Document passage
Start of Block

PubMed literature alert service

The problem — and why it’s such a large project

It has two separate motivations, and both should be stated plainly.

The first is a real need: emergency-department shifts have dead stretches between cases, and I wanted to keep up — passively, without having to remember to log into PubMed and run searches by hand — with the literature relevant to my own practice: chest pain risk stratification, sepsis recognition, renal colic, the things I see most days. PubMed’s own email alerts are tedious to manage and don’t filter the way I want; literature-monitoring services are designed for researchers writing reviews, not for a clinician scanning for something useful between patients.

The second is this: it was my capstone project for the boot.dev backend developer curriculum. Which means the project’s size — Go and Python and RabbitMQ and PostgreSQL and Docker and a React frontend, three separate services, a queue — is not the size the literature-alert problem requires. Nobody reaches for RabbitMQ to email themselves papers. That size is the size the curriculum requires. I should say this up front: the project used a real need as the ground for deliberately building something larger than necessary — because the goal was partly the problem and partly the practice.

So this project answers a different question than the others in this portfolio. The others answer “how did you solve this operational problem”; the question this one answers is “can you build a complete, distributed, multi-component backend system end to end, to current professional standards?”

What I built

A self-hosted service. The user defines the searches they want to track, in PubMed’s standard search syntax; the system runs those searches against PubMed at set intervals, fetches newly matching articles, filters them, and every morning sends a digest email of that day’s new articles.

Filters can be set per search: publication-type allow/block lists (to weed out comments, errata, retraction notices), a minimum abstract length (to weed out conference abstracts and letters), a poll interval. If a search is too noisy, its filters can be tightened and the search re-run; if it’s too narrow, the search string can be broadened.

The system itself is three services: a Go service that polls PubMed at intervals and serves the HTTP API; a Python worker that fetches, parses, and filters the articles; and a separate Python worker that builds and sends the daily digest. A RabbitMQ queue between them, a PostgreSQL database beneath. The frontend is a React app embedded inside the Go binary.

End of Block

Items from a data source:
Start of Block

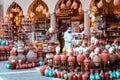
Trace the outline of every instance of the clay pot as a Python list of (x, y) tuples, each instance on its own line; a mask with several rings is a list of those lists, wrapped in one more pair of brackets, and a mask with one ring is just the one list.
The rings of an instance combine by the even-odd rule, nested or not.
[(16, 51), (14, 49), (10, 51), (10, 56), (16, 56)]
[(61, 77), (61, 73), (60, 73), (60, 71), (57, 71), (57, 77), (58, 77), (58, 78)]
[(64, 79), (64, 74), (65, 74), (65, 71), (62, 71), (61, 72), (61, 78)]
[(42, 76), (44, 76), (45, 69), (46, 69), (45, 66), (40, 67), (40, 73), (41, 73)]
[(9, 47), (9, 46), (5, 46), (5, 50), (6, 50), (6, 51), (9, 51), (9, 50), (10, 50), (10, 47)]
[(55, 62), (55, 64), (60, 64), (60, 61), (61, 61), (61, 56), (59, 55), (59, 54), (56, 54), (55, 56), (54, 56), (54, 62)]
[(25, 55), (19, 53), (18, 56), (17, 56), (18, 59), (22, 60), (22, 62), (24, 63), (25, 62)]
[(77, 76), (76, 75), (73, 75), (73, 80), (77, 80)]
[(85, 57), (84, 57), (84, 55), (82, 55), (82, 54), (79, 54), (79, 55), (77, 56), (77, 62), (80, 62), (80, 64), (83, 63), (84, 59), (85, 59)]
[(83, 62), (84, 62), (85, 68), (88, 68), (90, 66), (90, 59), (89, 58), (86, 57)]
[(102, 54), (101, 54), (101, 59), (102, 59), (102, 62), (104, 63), (104, 64), (107, 64), (108, 63), (108, 61), (109, 61), (109, 54), (108, 54), (108, 52), (106, 51), (106, 50), (104, 50), (103, 52), (102, 52)]
[(53, 77), (54, 77), (54, 78), (56, 78), (56, 77), (57, 77), (57, 73), (56, 73), (56, 72), (54, 72)]
[(10, 56), (10, 57), (9, 57), (9, 62), (11, 63), (13, 60), (15, 60), (15, 62), (18, 61), (18, 59), (17, 59), (16, 56)]
[(27, 55), (26, 55), (27, 61), (28, 62), (37, 62), (37, 54), (34, 53), (32, 50), (29, 50)]
[(117, 55), (116, 54), (110, 54), (110, 62), (113, 63), (117, 60)]
[(67, 56), (65, 54), (61, 55), (61, 62), (65, 63), (67, 61)]
[(96, 54), (94, 57), (93, 57), (93, 63), (95, 64), (95, 66), (99, 66), (100, 63), (101, 63), (101, 58), (98, 54)]
[(68, 73), (68, 80), (73, 80), (73, 72)]
[(74, 56), (69, 56), (68, 57), (68, 63), (70, 66), (74, 66), (75, 64), (75, 57)]
[(82, 80), (82, 74), (81, 74), (81, 73), (79, 73), (79, 74), (77, 75), (77, 80)]

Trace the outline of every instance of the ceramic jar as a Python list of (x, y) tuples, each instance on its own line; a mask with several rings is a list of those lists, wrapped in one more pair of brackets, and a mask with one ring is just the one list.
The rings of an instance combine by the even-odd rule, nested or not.
[(59, 54), (56, 54), (55, 56), (54, 56), (54, 62), (55, 62), (55, 64), (60, 64), (60, 61), (61, 61), (61, 56), (59, 55)]
[(79, 63), (82, 64), (84, 59), (85, 59), (84, 55), (82, 55), (82, 54), (77, 55), (77, 62), (78, 62), (78, 64)]
[(69, 63), (69, 65), (70, 66), (74, 66), (74, 64), (75, 64), (75, 57), (74, 56), (69, 56), (68, 57), (68, 63)]
[(101, 54), (101, 59), (102, 59), (102, 62), (104, 63), (104, 64), (107, 64), (108, 63), (108, 61), (109, 61), (109, 54), (108, 54), (108, 52), (106, 51), (106, 50), (104, 50), (103, 52), (102, 52), (102, 54)]
[(90, 66), (90, 59), (88, 58), (88, 57), (86, 57), (85, 59), (84, 59), (84, 66), (85, 66), (85, 68), (89, 68), (89, 66)]
[(62, 54), (61, 55), (61, 62), (66, 63), (66, 61), (67, 61), (67, 56), (65, 54)]
[(101, 57), (99, 56), (99, 54), (96, 54), (96, 55), (93, 57), (93, 63), (94, 63), (95, 66), (100, 66)]
[(73, 75), (74, 73), (72, 71), (68, 73), (68, 80), (73, 80)]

End of Block

Work task 1
List every technology that the PubMed alert write-up names when describing the project's size.
Work task 2
Do these statements agree with the PubMed alert write-up? (a) The Python worker that fetches articles also sends the daily digest. (b) The React frontend is embedded inside the Go binary. (c) Users write their tracked searches in PubMed's standard search syntax. Answer yes or no for each and quote the deciding words.
These data come from a different source than the PubMed alert write-up.

Task solution 1
Go, Python, RabbitMQ, PostgreSQL, Docker, React

Task solution 2
(a) No: "a separate Python worker that builds and sends the daily digest"
(b) Yes: "The frontend is a React app embedded inside the Go binary."
(c) Yes: "in PubMed’s standard search syntax"